Requisiti del problema:
Presenti le righe di tutte le voci seguenti in una tabella Markdown con le colonne "N." e "Riga", numerandole e tralasciando quelle vuote. Escluda le immagini dalla risposta.

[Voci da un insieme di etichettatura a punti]
━━━━━━━━━━━━━━━━

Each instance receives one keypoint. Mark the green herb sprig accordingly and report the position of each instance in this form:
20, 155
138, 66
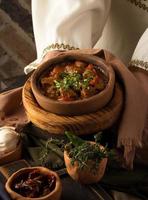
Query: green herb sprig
83, 151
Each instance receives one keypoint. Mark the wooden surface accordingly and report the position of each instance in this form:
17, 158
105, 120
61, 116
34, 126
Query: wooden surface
84, 124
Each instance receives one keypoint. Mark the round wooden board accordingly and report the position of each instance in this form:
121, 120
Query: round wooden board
80, 125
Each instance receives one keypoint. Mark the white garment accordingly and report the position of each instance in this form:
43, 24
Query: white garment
70, 24
67, 24
125, 25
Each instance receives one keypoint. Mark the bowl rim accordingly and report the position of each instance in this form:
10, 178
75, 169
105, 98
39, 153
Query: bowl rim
25, 169
44, 66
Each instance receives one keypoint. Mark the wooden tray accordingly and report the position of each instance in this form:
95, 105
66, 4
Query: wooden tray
80, 125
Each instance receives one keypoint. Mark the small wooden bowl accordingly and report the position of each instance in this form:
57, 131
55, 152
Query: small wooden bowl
12, 155
77, 107
85, 176
54, 195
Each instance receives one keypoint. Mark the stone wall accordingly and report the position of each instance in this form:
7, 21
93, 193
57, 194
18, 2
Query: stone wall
17, 47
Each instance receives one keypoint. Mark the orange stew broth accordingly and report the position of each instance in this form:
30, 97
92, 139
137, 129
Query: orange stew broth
73, 80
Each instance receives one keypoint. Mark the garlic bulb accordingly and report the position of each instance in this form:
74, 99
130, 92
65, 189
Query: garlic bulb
9, 139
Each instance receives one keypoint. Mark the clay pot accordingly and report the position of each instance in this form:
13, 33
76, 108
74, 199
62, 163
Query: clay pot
77, 107
85, 176
54, 195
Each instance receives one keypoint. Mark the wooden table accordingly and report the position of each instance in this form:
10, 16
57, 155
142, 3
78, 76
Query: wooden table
71, 189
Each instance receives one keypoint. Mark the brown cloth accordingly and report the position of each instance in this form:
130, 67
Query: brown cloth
133, 118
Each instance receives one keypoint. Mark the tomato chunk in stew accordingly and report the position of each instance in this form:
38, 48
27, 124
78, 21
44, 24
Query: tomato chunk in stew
73, 80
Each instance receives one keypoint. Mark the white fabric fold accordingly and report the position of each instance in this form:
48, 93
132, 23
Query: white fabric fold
67, 24
140, 55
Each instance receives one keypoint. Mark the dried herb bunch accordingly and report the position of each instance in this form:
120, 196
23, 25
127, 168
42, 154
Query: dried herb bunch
84, 151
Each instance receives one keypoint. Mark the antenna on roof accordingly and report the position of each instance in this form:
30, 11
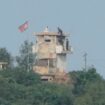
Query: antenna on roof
60, 31
46, 29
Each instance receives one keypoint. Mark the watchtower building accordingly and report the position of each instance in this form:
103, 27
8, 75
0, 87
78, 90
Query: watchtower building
51, 50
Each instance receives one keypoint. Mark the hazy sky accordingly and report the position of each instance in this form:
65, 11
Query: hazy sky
83, 19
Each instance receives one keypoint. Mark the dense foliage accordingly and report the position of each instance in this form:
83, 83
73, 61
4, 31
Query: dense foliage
19, 87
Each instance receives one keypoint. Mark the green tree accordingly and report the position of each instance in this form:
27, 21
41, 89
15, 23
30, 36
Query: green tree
26, 58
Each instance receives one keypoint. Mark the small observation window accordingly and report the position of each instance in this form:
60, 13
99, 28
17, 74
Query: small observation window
47, 39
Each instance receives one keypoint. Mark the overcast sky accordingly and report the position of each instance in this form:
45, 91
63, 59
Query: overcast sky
83, 19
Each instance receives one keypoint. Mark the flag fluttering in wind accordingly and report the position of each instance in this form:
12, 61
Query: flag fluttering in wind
23, 27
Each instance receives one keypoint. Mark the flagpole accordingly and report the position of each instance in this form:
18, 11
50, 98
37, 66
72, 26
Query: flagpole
23, 28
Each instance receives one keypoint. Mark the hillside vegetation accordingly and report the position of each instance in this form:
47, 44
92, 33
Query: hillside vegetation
19, 87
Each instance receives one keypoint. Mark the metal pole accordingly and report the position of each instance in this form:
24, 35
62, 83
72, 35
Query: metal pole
85, 61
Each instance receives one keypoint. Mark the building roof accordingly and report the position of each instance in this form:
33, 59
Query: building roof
1, 63
51, 34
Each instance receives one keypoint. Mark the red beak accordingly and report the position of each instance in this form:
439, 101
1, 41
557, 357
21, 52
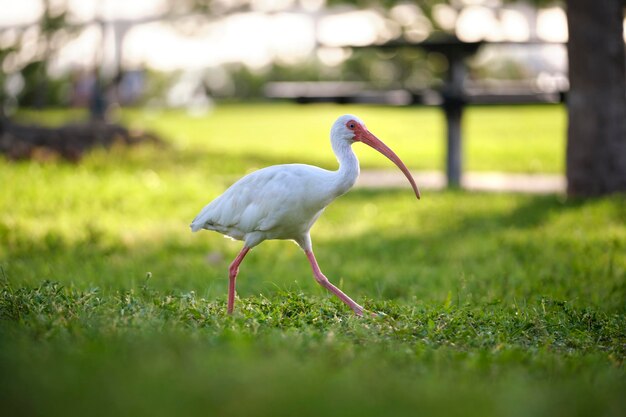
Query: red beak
369, 139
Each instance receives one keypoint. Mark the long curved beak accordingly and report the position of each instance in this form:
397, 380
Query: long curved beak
369, 139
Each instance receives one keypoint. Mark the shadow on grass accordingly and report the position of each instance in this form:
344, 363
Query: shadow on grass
479, 255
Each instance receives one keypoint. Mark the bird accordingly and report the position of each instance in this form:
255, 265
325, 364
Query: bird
284, 201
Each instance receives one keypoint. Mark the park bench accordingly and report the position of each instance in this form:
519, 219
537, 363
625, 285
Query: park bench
452, 97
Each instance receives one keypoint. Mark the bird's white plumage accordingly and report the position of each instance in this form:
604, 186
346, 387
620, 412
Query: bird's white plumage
277, 202
282, 201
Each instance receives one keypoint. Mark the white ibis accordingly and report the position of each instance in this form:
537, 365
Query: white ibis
283, 201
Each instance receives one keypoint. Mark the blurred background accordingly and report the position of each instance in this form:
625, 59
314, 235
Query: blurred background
191, 53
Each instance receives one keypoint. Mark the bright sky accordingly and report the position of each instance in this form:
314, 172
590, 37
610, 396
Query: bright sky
256, 38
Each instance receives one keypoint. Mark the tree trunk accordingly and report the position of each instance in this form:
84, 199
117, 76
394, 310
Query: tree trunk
596, 135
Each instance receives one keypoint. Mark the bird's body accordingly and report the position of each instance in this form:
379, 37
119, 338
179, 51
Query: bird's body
284, 201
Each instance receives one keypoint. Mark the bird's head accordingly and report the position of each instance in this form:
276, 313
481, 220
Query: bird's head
351, 129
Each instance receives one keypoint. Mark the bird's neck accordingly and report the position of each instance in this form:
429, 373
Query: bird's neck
348, 171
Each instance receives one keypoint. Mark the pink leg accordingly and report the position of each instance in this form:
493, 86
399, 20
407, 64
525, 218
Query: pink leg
232, 276
323, 281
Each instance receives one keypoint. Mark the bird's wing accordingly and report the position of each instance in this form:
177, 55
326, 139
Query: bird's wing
263, 200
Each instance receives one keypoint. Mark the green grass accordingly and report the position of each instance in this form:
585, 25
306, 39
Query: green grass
494, 304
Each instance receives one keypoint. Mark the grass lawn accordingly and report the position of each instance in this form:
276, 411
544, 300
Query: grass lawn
494, 304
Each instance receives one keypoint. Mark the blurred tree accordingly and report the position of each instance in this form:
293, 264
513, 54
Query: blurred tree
596, 136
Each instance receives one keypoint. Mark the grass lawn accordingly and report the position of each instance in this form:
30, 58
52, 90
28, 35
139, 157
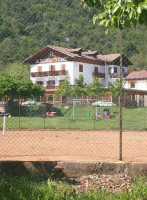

━━━━━━━━━━━━━━━━

Risposta:
| N. | Riga |
|---|---|
| 1 | Each instance receives one keypoint. Mark the green herb sprig accordingly and report the position of each instance in this form: |
| 2 | 20, 155 |
| 3 | 138, 66 |
| 4 | Query: green herb sprig |
| 5 | 83, 151 |
| 6 | Each instance receives one keypoint. Mark the wooden surface accordingly and report the position of each instance in this form: |
| 7 | 17, 158 |
| 8 | 105, 120 |
| 9 | 61, 116 |
| 10 | 34, 126 |
| 11 | Query: wooden surface |
| 12 | 84, 124 |
| 13 | Each instance receives one keypoint. Mark the round wooden board accordingly and report the position of each instance in this form: |
| 14 | 121, 120 |
| 15 | Query: round wooden board |
| 16 | 80, 125 |
| 17 | Each instance receives one keypoint. Mark the white garment accordingly and report the position of each instance in this form: |
| 18 | 43, 24 |
| 19 | Query: white garment |
| 20 | 70, 24 |
| 21 | 67, 24 |
| 22 | 125, 25 |
| 23 | Each instance receives one keypoint. Mark the bowl rim accordingly and report the position of each instance in this form: |
| 24 | 10, 178 |
| 25 | 75, 169 |
| 26 | 105, 98 |
| 27 | 39, 153 |
| 28 | Query: bowl rim |
| 29 | 25, 169 |
| 30 | 44, 66 |
| 31 | Each instance receives one keypoint. Mark the wooden tray accordingly and report the position of each instance in this form: |
| 32 | 95, 105 |
| 33 | 66, 4 |
| 34 | Query: wooden tray |
| 35 | 80, 125 |
| 36 | Each instance receives one keypoint. Mark the small wooden bowl accordingly and report the position of each instance in this form: |
| 37 | 57, 131 |
| 38 | 55, 152 |
| 39 | Query: small wooden bowl |
| 40 | 12, 155 |
| 41 | 77, 107 |
| 42 | 85, 176 |
| 43 | 54, 195 |
| 44 | Each instance receives one keypoint. Mark the stone wall accordingly and report the position of each instance in this form: |
| 45 | 7, 21 |
| 46 | 93, 193 |
| 47 | 57, 194 |
| 48 | 18, 2 |
| 49 | Query: stone wall |
| 50 | 17, 47 |
| 51 | Each instance receives one keypoint. Mark the orange stew broth accordingly and report the position of each instance in this form: |
| 52 | 30, 97 |
| 53 | 92, 139 |
| 54 | 137, 129 |
| 55 | Query: orange stew broth |
| 56 | 73, 80 |
| 57 | Each instance receives one keypoint. Mark the garlic bulb accordingly and report the position of each instance in this form: |
| 58 | 74, 99 |
| 59 | 130, 92 |
| 60 | 65, 189 |
| 61 | Query: garlic bulb |
| 62 | 9, 139 |
| 63 | Each instance receives one keypoint. Mark the clay pot accordingly and report the position of each instance in this form: |
| 64 | 13, 33 |
| 65 | 76, 108 |
| 66 | 74, 199 |
| 67 | 62, 163 |
| 68 | Query: clay pot |
| 69 | 77, 107 |
| 70 | 85, 176 |
| 71 | 54, 195 |
| 72 | Each instance receives one keypoint. Mark the wooden table accordingly and report the position of each instance in this form: |
| 73 | 10, 16 |
| 74 | 57, 155 |
| 75 | 142, 3 |
| 76 | 78, 76 |
| 77 | Query: wooden table |
| 78 | 71, 189 |
| 79 | Each instance receives one keypoint. Mark the brown cloth accordingly and report the position of each instance in this form: |
| 80 | 130, 67 |
| 81 | Query: brown cloth |
| 82 | 133, 118 |
| 83 | Each instance receives one keypoint. Mark the tomato chunk in stew accordingly and report the position of each instance in this form: |
| 84 | 38, 48 |
| 85 | 27, 124 |
| 86 | 78, 21 |
| 87 | 44, 24 |
| 88 | Query: tomato chunk in stew |
| 89 | 73, 80 |
| 90 | Each instance receives one keypoint. Mark the white fabric fold accordingly and report the position of each instance in this form: |
| 91 | 48, 93 |
| 92 | 132, 23 |
| 93 | Query: white fabric fold |
| 94 | 67, 24 |
| 95 | 140, 55 |
| 96 | Each instance receives one keypoint. Mark the dried herb bunch accordingly and report the position of each instance in this form: |
| 97 | 120, 196 |
| 98 | 23, 25 |
| 99 | 127, 168 |
| 100 | 42, 154 |
| 101 | Query: dried herb bunch |
| 102 | 84, 151 |
| 103 | Each instance receives one keypoint. Mark the antenna on roof accordingly and report the position of each instance in this form: |
| 104 | 30, 11 |
| 105 | Query: antenna on roof |
| 106 | 60, 31 |
| 107 | 46, 29 |
| 108 | Each instance receives one keypoint. Mark the watchtower building accordingly and report the position of each instance in this form: |
| 109 | 103, 27 |
| 110 | 8, 75 |
| 111 | 0, 87 |
| 112 | 78, 90 |
| 113 | Query: watchtower building |
| 114 | 51, 50 |
| 115 | Each instance receives one keypoint. Mark the hazy sky accordingly and report the position of each instance in this form: |
| 116 | 65, 11 |
| 117 | Query: hazy sky |
| 118 | 83, 19 |
| 119 | Each instance receives one keypoint. Mark the dense foliage accordingly and report the position of each instance in this form: |
| 120 | 83, 83 |
| 121 | 73, 61 |
| 122 | 4, 31 |
| 123 | Query: dense foliage |
| 124 | 19, 87 |
| 125 | Each instance receives one keypoint. Mark the green tree accordingly and report the position of each instance in this form: |
| 126 | 27, 21 |
| 127 | 41, 89 |
| 128 | 15, 23 |
| 129 | 30, 36 |
| 130 | Query: green tree |
| 131 | 26, 58 |
| 132 | Each instance receives one keypoint. Mark the small observation window accordingly and report the position of each instance in this form: |
| 133 | 60, 13 |
| 134 | 99, 28 |
| 135 | 17, 74 |
| 136 | Query: small observation window |
| 137 | 47, 39 |
| 138 | Each instance receives one keypoint. Mark the overcast sky accordingly and report the position of each instance in this form: |
| 139 | 45, 91 |
| 140 | 63, 59 |
| 141 | Query: overcast sky |
| 142 | 83, 19 |
| 143 | Each instance receives one keypoint. Mark the flag fluttering in wind accordingly and report the position of each instance in this form: |
| 144 | 12, 61 |
| 145 | Query: flag fluttering in wind |
| 146 | 23, 27 |
| 147 | Each instance receives one keypoint. Mark the flagpole accordingly and report the position of each instance in this form: |
| 148 | 18, 11 |
| 149 | 50, 98 |
| 150 | 37, 66 |
| 151 | 72, 26 |
| 152 | Query: flagpole |
| 153 | 23, 28 |
| 154 | Each instance receives one keypoint. Mark the hillside vegetation accordingly and report the position of each instance in this form: |
| 155 | 47, 44 |
| 156 | 92, 33 |
| 157 | Query: hillside vegetation |
| 158 | 19, 87 |
| 159 | Each instance receives one keypoint. Mark the metal pole accordingly and report the position of each instance in this form: |
| 160 | 24, 35 |
| 161 | 62, 83 |
| 162 | 72, 35 |
| 163 | Query: metal pole |
| 164 | 85, 61 |
| 165 | Each instance receives one keypoint. Mark the building roof accordingly and report the position of each instance in this form: |
| 166 | 33, 59 |
| 167 | Query: building roof |
| 168 | 1, 63 |
| 169 | 51, 34 |
| 170 | Each instance receives one keypoint. Mark the red beak accordingly and report the position of each instance in this form: |
| 171 | 439, 101 |
| 172 | 1, 41 |
| 173 | 557, 357 |
| 174 | 21, 52 |
| 175 | Query: red beak |
| 176 | 369, 139 |
| 177 | Each instance receives one keypoint. Mark the long curved beak accordingly and report the position of each instance in this form: |
| 178 | 397, 380 |
| 179 | Query: long curved beak |
| 180 | 369, 139 |
| 181 | Each instance receives one keypoint. Mark the shadow on grass accordingly and report the position of each instance in this form: |
| 182 | 344, 363 |
| 183 | Query: shadow on grass |
| 184 | 479, 255 |
| 185 | Each instance receives one keypoint. Mark the bird accordingly and report the position of each instance in this form: |
| 186 | 255, 265 |
| 187 | 325, 364 |
| 188 | Query: bird |
| 189 | 284, 201 |
| 190 | Each instance receives one keypoint. Mark the park bench accordingly and report the position of each instance in this form: |
| 191 | 519, 219 |
| 192 | 537, 363 |
| 193 | 625, 285 |
| 194 | Query: park bench |
| 195 | 452, 97 |
| 196 | Each instance receives one keypoint. Mark the bird's white plumage accordingly and report the position of each instance in this form: |
| 197 | 604, 186 |
| 198 | 346, 387 |
| 199 | 620, 412 |
| 200 | Query: bird's white plumage |
| 201 | 277, 202 |
| 202 | 282, 201 |
| 203 | Each instance receives one keypoint. Mark the white ibis accordingly and report the position of each instance in this form: |
| 204 | 537, 365 |
| 205 | Query: white ibis |
| 206 | 283, 201 |
| 207 | Each instance receives one keypoint. Mark the blurred background accordingly and report the position of each instance in this form: |
| 208 | 625, 59 |
| 209 | 314, 235 |
| 210 | Query: blurred background |
| 211 | 191, 53 |
| 212 | Each instance receives one keypoint. Mark the bright sky accordingly and report the position of each instance in this form: |
| 213 | 314, 172 |
| 214 | 590, 37 |
| 215 | 610, 396 |
| 216 | Query: bright sky |
| 217 | 256, 38 |
| 218 | Each instance receives one keypoint. Mark the tree trunk accordingly and report the position of each instance in this form: |
| 219 | 84, 199 |
| 220 | 117, 76 |
| 221 | 394, 310 |
| 222 | Query: tree trunk |
| 223 | 596, 135 |
| 224 | Each instance receives one keypoint. Mark the bird's body accordingly and report the position of each instance in this form: |
| 225 | 379, 37 |
| 226 | 119, 338 |
| 227 | 179, 51 |
| 228 | Query: bird's body |
| 229 | 284, 201 |
| 230 | Each instance receives one keypoint. Mark the bird's head accordingly and report the position of each instance in this form: |
| 231 | 276, 313 |
| 232 | 481, 220 |
| 233 | Query: bird's head |
| 234 | 351, 129 |
| 235 | Each instance receives one keypoint. Mark the bird's neck accordingly and report the position of each instance in this form: |
| 236 | 429, 373 |
| 237 | Query: bird's neck |
| 238 | 348, 171 |
| 239 | Each instance receives one keypoint. Mark the pink leg accordingly and report the position of each instance in this form: |
| 240 | 493, 86 |
| 241 | 399, 20 |
| 242 | 407, 64 |
| 243 | 525, 218 |
| 244 | Query: pink leg |
| 245 | 232, 276 |
| 246 | 323, 281 |
| 247 | Each instance receives one keypoint. Mark the bird's wing accordingly and report the position of each instance in this form: |
| 248 | 177, 55 |
| 249 | 326, 139 |
| 250 | Query: bird's wing |
| 251 | 263, 200 |
| 252 | Each instance receives one keypoint. Mark the green grass accordingly and report the position of each instance in this form: |
| 253 | 585, 25 |
| 254 | 306, 39 |
| 255 | Query: green grass |
| 256 | 494, 304 |
| 257 | Each instance receives one keypoint. Mark the grass lawn accordingly and report the position of each instance in this form: |
| 258 | 276, 411 |
| 259 | 544, 300 |
| 260 | Query: grass lawn |
| 261 | 494, 304 |
| 262 | Each instance receives one keypoint. Mark the blurred tree accordingly and report the position of each instance in this form: |
| 263 | 293, 264 |
| 264 | 513, 54 |
| 265 | Query: blurred tree |
| 266 | 596, 136 |
| 267 | Each instance receives one keypoint. Mark the grass lawn accordingly and report the position of each instance in this form: |
| 268 | 30, 58 |
| 269 | 52, 90 |
| 270 | 28, 35 |
| 271 | 139, 157 |